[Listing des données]
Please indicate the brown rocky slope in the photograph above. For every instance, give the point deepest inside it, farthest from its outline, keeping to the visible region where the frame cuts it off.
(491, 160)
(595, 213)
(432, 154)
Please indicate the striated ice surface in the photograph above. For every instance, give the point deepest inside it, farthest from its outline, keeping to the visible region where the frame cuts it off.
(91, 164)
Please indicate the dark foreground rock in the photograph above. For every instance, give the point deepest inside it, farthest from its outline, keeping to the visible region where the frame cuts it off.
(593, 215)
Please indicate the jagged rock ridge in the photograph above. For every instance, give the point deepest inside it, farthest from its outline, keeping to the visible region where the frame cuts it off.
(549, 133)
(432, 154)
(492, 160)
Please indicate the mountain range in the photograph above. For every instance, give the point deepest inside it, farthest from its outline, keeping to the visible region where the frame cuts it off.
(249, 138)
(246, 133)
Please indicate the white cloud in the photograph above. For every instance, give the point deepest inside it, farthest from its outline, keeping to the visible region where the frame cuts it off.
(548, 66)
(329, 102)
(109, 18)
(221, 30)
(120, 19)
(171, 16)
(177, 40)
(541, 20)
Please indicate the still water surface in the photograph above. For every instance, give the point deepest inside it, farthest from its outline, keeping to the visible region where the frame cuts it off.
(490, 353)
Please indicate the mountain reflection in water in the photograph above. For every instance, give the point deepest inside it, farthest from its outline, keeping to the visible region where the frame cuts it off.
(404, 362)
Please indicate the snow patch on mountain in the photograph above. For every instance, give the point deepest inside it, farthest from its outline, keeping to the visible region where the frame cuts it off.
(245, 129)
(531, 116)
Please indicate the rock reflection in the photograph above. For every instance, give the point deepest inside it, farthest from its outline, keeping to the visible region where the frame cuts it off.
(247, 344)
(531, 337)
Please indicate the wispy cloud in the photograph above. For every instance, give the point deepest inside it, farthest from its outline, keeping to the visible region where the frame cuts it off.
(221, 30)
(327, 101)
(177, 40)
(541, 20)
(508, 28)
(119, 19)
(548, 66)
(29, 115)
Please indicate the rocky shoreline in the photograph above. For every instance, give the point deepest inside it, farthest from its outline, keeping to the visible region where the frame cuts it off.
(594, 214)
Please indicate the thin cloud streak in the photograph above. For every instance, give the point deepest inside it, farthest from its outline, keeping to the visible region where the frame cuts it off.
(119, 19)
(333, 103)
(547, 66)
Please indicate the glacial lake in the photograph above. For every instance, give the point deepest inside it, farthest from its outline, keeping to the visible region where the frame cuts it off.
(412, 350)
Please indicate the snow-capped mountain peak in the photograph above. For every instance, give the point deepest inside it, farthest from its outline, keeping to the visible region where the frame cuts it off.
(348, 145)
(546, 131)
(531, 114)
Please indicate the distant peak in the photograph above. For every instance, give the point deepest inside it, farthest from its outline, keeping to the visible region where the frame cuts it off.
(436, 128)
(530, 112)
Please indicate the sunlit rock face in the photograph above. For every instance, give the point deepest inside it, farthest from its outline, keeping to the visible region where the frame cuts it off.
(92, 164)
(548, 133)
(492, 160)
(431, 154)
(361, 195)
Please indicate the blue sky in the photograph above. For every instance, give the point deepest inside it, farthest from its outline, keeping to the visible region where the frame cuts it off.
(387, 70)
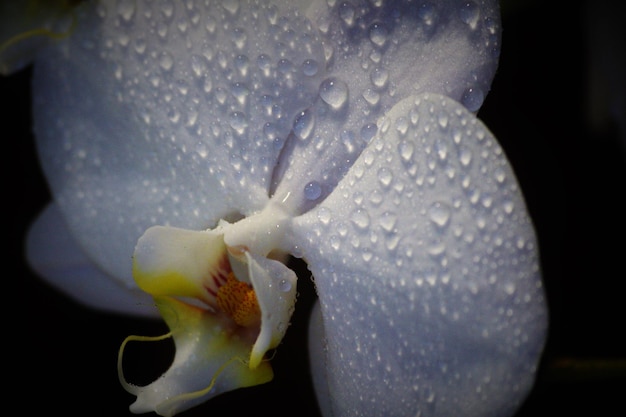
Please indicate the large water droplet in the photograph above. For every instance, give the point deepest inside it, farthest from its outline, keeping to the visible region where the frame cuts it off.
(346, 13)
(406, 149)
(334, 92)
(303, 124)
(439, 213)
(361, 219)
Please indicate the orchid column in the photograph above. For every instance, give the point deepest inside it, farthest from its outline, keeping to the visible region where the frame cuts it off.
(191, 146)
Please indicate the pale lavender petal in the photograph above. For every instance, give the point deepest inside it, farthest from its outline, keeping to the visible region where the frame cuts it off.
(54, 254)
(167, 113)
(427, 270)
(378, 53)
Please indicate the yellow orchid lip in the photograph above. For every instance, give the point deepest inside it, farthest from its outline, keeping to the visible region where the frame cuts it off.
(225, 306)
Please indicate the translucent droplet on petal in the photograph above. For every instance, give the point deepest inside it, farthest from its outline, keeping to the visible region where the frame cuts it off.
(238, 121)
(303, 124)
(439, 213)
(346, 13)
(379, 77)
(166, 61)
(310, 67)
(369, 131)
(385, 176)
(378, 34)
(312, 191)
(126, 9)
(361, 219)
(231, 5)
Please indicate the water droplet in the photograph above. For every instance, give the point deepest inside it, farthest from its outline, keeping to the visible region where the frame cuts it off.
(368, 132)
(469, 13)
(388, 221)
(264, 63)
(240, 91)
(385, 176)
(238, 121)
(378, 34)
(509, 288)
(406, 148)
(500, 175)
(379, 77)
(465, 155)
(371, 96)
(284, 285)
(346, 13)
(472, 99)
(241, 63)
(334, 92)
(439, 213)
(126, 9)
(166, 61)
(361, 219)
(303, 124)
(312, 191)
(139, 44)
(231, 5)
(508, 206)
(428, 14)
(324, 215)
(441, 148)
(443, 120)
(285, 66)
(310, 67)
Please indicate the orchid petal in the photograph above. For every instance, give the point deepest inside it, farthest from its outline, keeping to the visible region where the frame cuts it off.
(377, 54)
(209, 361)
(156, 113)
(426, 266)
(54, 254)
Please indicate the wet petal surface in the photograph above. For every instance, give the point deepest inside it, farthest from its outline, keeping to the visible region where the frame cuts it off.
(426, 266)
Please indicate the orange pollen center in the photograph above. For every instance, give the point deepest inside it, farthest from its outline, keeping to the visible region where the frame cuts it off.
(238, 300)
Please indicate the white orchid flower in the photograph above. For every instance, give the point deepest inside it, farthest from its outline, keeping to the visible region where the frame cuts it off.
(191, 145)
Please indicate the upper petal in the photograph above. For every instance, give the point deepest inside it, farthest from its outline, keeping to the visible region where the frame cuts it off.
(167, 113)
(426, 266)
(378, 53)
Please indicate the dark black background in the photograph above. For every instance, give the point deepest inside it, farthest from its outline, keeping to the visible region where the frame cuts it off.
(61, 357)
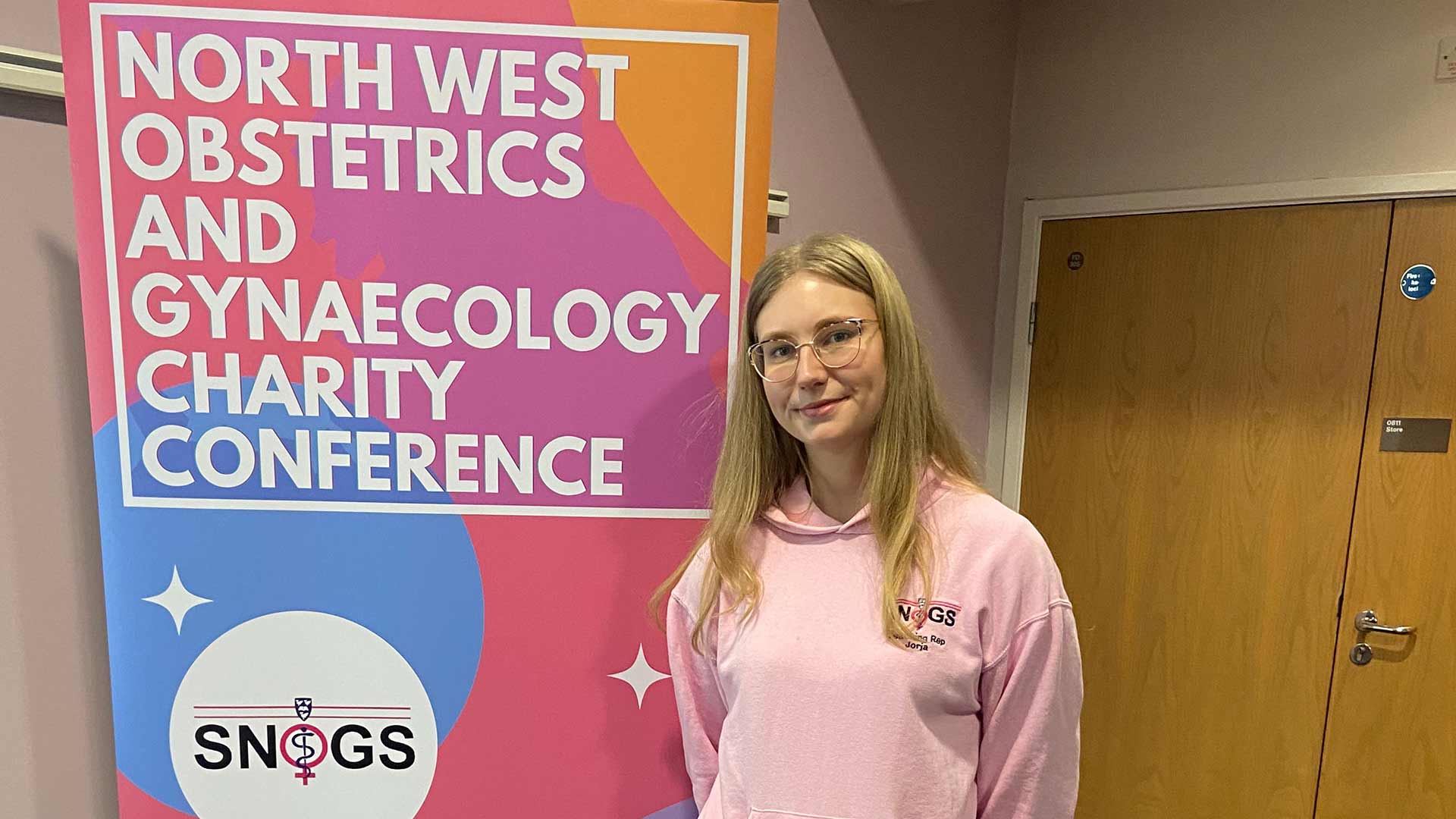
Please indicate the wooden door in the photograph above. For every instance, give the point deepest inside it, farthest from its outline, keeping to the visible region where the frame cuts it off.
* * *
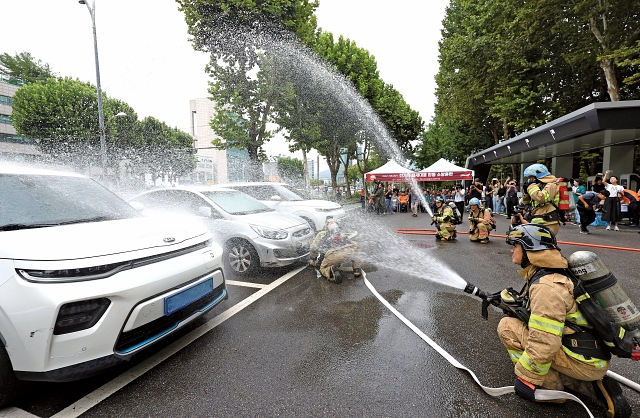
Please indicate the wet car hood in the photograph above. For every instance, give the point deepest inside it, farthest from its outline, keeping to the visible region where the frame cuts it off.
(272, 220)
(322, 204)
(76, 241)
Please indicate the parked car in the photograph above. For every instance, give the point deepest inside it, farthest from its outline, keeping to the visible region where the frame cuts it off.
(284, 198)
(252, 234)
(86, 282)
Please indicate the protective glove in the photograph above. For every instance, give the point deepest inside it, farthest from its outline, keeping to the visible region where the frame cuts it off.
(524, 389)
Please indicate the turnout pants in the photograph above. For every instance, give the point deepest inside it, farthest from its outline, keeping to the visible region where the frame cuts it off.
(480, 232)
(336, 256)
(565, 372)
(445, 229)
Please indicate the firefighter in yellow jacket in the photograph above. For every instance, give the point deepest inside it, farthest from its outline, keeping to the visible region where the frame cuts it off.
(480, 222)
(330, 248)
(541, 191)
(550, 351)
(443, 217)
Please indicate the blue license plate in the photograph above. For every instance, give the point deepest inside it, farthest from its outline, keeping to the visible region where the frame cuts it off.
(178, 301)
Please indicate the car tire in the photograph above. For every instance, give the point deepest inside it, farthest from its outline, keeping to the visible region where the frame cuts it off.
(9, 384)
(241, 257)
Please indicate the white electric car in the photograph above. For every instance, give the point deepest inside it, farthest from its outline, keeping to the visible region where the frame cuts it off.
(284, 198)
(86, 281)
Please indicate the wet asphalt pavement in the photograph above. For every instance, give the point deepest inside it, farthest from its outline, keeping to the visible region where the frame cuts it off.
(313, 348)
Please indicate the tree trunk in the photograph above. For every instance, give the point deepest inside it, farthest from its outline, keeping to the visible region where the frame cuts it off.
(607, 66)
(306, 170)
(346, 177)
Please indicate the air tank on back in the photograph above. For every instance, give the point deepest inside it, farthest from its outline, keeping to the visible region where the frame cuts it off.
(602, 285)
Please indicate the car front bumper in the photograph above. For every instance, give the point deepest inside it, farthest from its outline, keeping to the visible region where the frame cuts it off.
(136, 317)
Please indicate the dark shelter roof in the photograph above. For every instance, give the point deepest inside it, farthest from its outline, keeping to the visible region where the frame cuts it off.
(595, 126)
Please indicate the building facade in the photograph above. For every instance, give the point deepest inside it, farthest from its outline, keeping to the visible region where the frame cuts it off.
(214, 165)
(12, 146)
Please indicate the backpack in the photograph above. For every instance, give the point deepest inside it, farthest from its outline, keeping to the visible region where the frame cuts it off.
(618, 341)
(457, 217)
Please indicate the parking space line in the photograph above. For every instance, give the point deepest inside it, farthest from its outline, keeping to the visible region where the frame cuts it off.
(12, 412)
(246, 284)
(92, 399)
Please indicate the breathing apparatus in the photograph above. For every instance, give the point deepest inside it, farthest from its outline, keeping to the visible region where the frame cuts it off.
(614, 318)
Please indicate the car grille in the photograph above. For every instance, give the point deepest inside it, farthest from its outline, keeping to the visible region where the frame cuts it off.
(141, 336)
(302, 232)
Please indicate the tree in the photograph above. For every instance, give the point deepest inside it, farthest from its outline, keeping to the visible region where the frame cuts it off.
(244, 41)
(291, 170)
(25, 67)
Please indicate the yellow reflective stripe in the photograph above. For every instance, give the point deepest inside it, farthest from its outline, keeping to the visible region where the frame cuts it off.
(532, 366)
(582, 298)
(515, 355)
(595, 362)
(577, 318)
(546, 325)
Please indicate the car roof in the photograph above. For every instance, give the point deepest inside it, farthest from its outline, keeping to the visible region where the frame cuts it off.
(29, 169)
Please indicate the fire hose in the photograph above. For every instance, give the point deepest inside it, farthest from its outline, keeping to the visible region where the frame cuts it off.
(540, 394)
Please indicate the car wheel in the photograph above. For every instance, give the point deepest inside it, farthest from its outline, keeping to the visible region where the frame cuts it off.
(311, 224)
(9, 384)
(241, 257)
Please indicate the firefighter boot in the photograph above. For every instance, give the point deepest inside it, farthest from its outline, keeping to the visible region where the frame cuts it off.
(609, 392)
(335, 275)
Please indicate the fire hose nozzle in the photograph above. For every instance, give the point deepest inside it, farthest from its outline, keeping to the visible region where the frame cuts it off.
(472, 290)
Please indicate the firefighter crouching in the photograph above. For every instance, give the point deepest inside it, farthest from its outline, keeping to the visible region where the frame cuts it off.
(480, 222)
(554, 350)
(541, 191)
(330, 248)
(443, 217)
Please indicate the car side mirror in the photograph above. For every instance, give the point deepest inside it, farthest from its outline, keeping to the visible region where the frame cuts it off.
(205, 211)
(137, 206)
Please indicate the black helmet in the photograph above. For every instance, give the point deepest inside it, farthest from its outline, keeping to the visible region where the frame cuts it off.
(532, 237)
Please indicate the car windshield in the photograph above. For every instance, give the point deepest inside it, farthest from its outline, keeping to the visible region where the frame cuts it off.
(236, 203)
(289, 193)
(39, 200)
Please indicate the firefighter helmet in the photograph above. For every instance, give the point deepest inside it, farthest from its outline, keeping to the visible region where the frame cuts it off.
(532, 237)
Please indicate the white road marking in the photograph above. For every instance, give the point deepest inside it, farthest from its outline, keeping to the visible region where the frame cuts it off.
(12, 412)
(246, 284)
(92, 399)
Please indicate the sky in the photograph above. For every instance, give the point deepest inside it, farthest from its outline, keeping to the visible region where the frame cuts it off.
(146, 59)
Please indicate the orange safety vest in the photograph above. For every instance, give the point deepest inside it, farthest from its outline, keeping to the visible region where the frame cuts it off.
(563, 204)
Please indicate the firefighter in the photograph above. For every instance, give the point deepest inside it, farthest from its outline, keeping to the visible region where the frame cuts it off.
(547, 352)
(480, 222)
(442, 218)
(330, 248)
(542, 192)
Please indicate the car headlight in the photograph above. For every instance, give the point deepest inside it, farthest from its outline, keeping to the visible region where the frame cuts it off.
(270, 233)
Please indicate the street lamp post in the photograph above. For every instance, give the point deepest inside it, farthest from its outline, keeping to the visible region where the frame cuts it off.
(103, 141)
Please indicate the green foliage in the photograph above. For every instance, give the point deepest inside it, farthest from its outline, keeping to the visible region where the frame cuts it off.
...
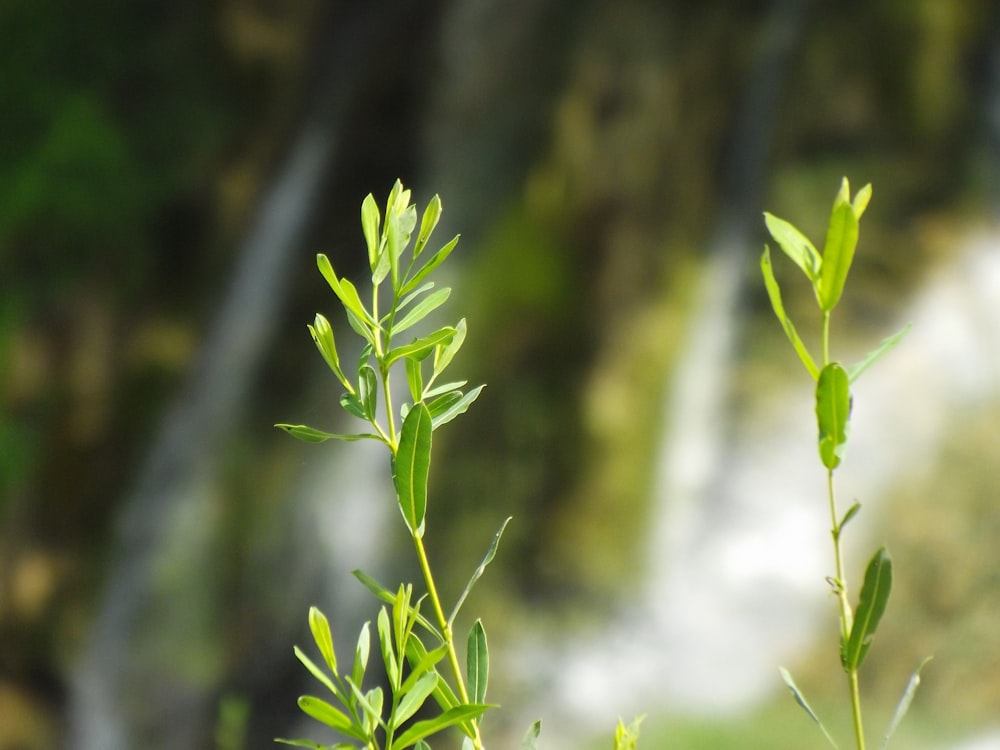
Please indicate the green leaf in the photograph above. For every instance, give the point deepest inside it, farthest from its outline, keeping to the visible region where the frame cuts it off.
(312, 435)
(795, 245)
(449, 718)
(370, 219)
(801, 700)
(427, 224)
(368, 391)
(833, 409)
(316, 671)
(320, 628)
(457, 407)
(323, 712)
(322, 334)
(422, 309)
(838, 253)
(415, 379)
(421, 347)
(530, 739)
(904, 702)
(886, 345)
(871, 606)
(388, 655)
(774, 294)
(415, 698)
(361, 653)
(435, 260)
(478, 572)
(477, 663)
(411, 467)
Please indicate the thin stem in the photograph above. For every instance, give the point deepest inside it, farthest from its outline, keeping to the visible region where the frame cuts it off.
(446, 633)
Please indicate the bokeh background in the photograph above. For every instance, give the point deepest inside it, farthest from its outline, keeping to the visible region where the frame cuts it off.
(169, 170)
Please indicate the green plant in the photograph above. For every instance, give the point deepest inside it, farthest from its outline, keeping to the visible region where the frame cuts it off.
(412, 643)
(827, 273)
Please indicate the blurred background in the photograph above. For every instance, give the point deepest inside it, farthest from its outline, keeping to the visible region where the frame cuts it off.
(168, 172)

→ CONSIGNES
Renvoyez chaque ligne du listing ci-dessus contenant la chaîne "rocky".

→ RÉPONSE COMPLÈTE
Please indicate the brown rocky slope in the photograph above. For every instance, give the point deepest inside it, farthest from its outline, keeping to the visible region where the frame cuts it off.
Please indicate the rocky shoreline in the photograph above. For every instance, give the point deepest inside it, farthest from its outline, keeping to the visible region where the frame cuts it off.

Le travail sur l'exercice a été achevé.